* _Aim_: Could you write out the material below word for word, leaving the pictures out of your answer?

* _Provided records_:
— start —

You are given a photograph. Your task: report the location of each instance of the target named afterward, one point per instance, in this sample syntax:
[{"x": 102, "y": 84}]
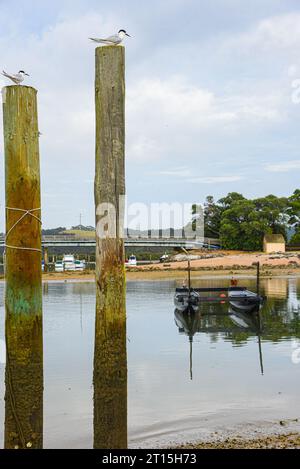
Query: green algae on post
[
  {"x": 23, "y": 296},
  {"x": 110, "y": 359}
]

— end —

* _Response to this task_:
You are given a photograph. Your task: report the location of each instance of the target named afterward, one point per instance, in this sample syntax:
[{"x": 102, "y": 84}]
Query: green algae on post
[
  {"x": 23, "y": 296},
  {"x": 110, "y": 359}
]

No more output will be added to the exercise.